(Shape annotation entries)
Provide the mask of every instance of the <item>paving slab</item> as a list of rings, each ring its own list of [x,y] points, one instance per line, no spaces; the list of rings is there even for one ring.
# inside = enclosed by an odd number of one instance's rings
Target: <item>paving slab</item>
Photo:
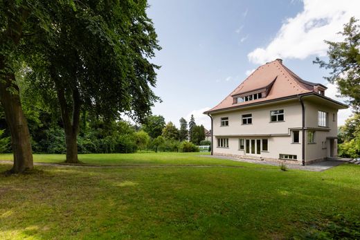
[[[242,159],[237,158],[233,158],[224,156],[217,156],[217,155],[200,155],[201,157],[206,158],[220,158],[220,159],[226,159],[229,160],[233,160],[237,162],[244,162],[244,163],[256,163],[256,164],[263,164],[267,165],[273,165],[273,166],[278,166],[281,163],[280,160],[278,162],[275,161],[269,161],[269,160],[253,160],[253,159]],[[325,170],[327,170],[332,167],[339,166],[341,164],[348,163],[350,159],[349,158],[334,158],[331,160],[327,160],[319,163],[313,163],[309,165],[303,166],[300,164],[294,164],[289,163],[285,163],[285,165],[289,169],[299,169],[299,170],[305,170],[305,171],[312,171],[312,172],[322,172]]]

...

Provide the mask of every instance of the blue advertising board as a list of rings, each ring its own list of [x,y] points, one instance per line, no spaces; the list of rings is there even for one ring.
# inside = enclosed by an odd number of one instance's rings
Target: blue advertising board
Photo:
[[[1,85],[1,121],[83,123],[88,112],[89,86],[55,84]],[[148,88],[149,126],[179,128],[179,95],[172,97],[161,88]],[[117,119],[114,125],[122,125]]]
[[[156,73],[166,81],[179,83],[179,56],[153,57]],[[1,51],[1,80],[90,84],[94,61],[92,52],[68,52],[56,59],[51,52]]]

= Aim of the exercise =
Count the lines in the entries that contain the string "blue", treating uppercase and lowercase as different. Reply with the number only.

= Exercise output =
2